• **The task**
Lines in the listing below that contain the string "wing" are to be found and copied.

• **Given records**
****
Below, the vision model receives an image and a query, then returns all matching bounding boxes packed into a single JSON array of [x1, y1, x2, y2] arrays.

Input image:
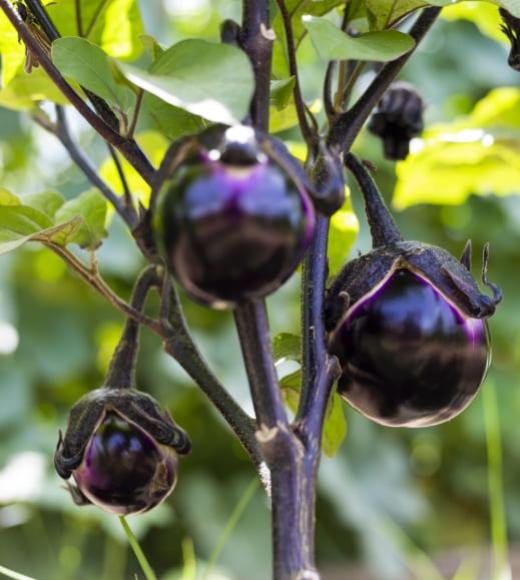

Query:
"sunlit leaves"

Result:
[[47, 0, 144, 59], [116, 40, 255, 125], [303, 16, 415, 61], [442, 2, 506, 44], [0, 188, 108, 253], [0, 190, 76, 254], [393, 87, 520, 208], [0, 0, 143, 110]]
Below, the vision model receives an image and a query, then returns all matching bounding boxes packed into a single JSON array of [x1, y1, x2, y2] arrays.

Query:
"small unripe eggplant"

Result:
[[368, 82, 424, 161], [55, 388, 191, 515], [153, 125, 315, 308], [328, 154, 502, 427]]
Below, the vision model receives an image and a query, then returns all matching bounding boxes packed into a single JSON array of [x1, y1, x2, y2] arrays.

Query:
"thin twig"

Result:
[[127, 88, 144, 139], [85, 0, 109, 38], [74, 0, 83, 36], [161, 278, 262, 468], [43, 242, 162, 332], [33, 107, 138, 228], [275, 0, 316, 147], [107, 144, 133, 212], [0, 0, 155, 183], [105, 265, 160, 390]]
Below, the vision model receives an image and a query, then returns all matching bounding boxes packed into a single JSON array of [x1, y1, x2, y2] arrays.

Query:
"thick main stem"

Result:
[[234, 301, 316, 579]]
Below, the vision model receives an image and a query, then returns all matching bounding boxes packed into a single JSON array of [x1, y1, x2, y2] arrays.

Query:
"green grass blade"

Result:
[[119, 516, 158, 580]]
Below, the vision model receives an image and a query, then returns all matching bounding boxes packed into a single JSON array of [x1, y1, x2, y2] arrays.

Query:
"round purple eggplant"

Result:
[[153, 125, 315, 308]]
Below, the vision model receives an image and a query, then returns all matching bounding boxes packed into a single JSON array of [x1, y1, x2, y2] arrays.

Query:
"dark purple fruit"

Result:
[[55, 387, 190, 515], [368, 82, 424, 161], [326, 241, 501, 427], [72, 411, 178, 515], [152, 125, 315, 308]]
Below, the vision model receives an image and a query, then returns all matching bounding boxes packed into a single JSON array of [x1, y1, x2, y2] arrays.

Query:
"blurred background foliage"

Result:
[[0, 1, 519, 579]]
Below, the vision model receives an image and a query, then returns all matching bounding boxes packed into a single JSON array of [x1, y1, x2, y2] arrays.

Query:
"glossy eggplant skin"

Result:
[[328, 269, 490, 427], [72, 412, 178, 515], [153, 126, 314, 308]]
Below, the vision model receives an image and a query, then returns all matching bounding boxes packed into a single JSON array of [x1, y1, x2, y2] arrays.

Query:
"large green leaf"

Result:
[[393, 87, 520, 209], [304, 16, 415, 61], [52, 37, 130, 112], [138, 94, 207, 141], [116, 40, 255, 125]]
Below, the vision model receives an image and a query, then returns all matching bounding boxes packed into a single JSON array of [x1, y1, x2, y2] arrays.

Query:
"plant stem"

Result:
[[234, 301, 287, 428], [0, 0, 155, 183], [74, 0, 83, 36], [344, 152, 402, 247], [240, 0, 273, 131], [234, 300, 318, 579], [119, 516, 157, 580], [33, 107, 138, 228], [162, 279, 262, 469], [105, 265, 159, 389], [106, 144, 134, 213], [275, 0, 315, 147]]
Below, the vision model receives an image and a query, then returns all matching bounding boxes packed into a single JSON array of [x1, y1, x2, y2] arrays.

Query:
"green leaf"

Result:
[[21, 191, 65, 218], [280, 371, 347, 457], [328, 191, 359, 277], [139, 94, 208, 141], [273, 333, 302, 364], [270, 78, 296, 111], [54, 189, 108, 249], [322, 393, 348, 458], [116, 40, 255, 125], [47, 0, 144, 59], [364, 0, 428, 29], [393, 87, 520, 209], [0, 190, 79, 254], [303, 16, 415, 61], [272, 0, 349, 78], [52, 37, 130, 111]]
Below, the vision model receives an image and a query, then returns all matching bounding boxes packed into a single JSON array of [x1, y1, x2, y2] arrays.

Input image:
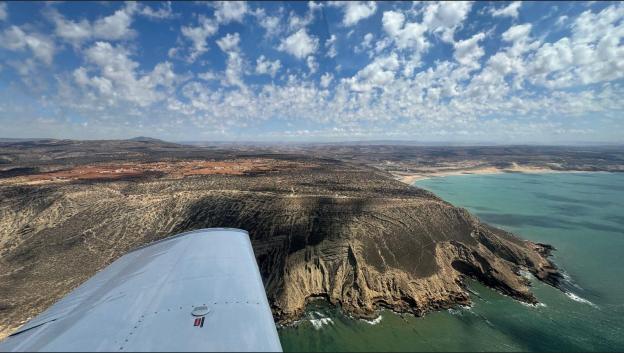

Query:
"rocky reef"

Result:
[[0, 140, 562, 338]]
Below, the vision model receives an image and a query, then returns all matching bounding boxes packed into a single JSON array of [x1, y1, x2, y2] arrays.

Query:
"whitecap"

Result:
[[565, 292, 597, 308], [312, 311, 324, 318], [448, 308, 463, 316], [290, 318, 304, 326], [560, 271, 584, 290], [520, 301, 547, 308], [448, 304, 474, 316], [361, 315, 383, 325], [309, 317, 333, 330]]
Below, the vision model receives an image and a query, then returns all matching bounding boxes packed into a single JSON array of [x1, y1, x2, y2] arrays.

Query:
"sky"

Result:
[[0, 1, 623, 143]]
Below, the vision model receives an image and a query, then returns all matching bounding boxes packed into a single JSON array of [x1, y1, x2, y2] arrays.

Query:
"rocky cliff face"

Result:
[[0, 146, 561, 338]]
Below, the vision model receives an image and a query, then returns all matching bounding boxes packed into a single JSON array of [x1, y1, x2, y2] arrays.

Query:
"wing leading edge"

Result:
[[0, 228, 282, 352]]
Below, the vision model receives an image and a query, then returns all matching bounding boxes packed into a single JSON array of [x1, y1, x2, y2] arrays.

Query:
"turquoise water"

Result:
[[278, 172, 624, 351]]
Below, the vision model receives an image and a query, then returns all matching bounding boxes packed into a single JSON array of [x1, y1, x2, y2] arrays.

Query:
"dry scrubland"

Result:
[[4, 139, 620, 339]]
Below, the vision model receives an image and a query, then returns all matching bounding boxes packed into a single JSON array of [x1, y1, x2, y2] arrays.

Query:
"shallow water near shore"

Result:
[[278, 172, 624, 351]]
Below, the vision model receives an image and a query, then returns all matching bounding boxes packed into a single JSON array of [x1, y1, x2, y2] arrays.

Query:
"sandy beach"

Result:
[[393, 164, 562, 185]]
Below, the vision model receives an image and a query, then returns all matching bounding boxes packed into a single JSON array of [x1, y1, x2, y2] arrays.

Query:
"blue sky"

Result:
[[0, 1, 623, 143]]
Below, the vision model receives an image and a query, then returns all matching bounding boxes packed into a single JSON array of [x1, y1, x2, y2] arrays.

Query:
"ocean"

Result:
[[278, 172, 624, 351]]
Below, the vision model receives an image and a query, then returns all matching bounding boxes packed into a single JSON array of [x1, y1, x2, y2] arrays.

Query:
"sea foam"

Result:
[[520, 301, 547, 308], [309, 317, 333, 330], [361, 315, 383, 325], [565, 292, 597, 308]]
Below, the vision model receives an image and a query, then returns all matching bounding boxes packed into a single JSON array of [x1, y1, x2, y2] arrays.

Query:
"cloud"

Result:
[[363, 32, 373, 47], [278, 28, 319, 59], [454, 32, 486, 69], [0, 2, 7, 21], [527, 4, 624, 88], [306, 55, 319, 74], [214, 1, 248, 24], [216, 32, 240, 52], [555, 15, 568, 27], [355, 32, 374, 54], [138, 2, 175, 20], [572, 3, 624, 44], [287, 1, 322, 32], [47, 3, 140, 46], [3, 2, 624, 142], [253, 8, 282, 37], [502, 23, 532, 42], [92, 3, 136, 40], [75, 41, 177, 107], [422, 1, 472, 43], [48, 3, 171, 46], [198, 71, 218, 81], [181, 16, 218, 62], [320, 72, 333, 88], [216, 33, 246, 88], [0, 25, 55, 65], [344, 53, 400, 92], [491, 1, 522, 19], [329, 1, 377, 26], [48, 10, 92, 45], [256, 55, 281, 77], [325, 34, 337, 58], [381, 2, 472, 53], [382, 11, 428, 51]]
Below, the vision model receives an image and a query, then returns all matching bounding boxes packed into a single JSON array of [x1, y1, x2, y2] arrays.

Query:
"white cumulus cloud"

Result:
[[278, 28, 319, 59], [75, 41, 178, 107], [325, 34, 338, 58], [330, 1, 377, 26], [214, 1, 248, 24], [217, 33, 246, 89], [138, 2, 175, 20], [320, 72, 334, 88], [491, 2, 522, 19], [92, 3, 136, 40], [454, 32, 486, 69], [181, 16, 218, 62], [256, 55, 281, 78], [423, 1, 472, 43], [344, 53, 400, 92], [382, 11, 428, 51], [0, 25, 55, 65]]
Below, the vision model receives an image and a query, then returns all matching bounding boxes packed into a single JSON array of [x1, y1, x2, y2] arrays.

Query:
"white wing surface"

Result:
[[0, 228, 282, 352]]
****
• **Output for this task**
"wing leading edge"
"white wing surface"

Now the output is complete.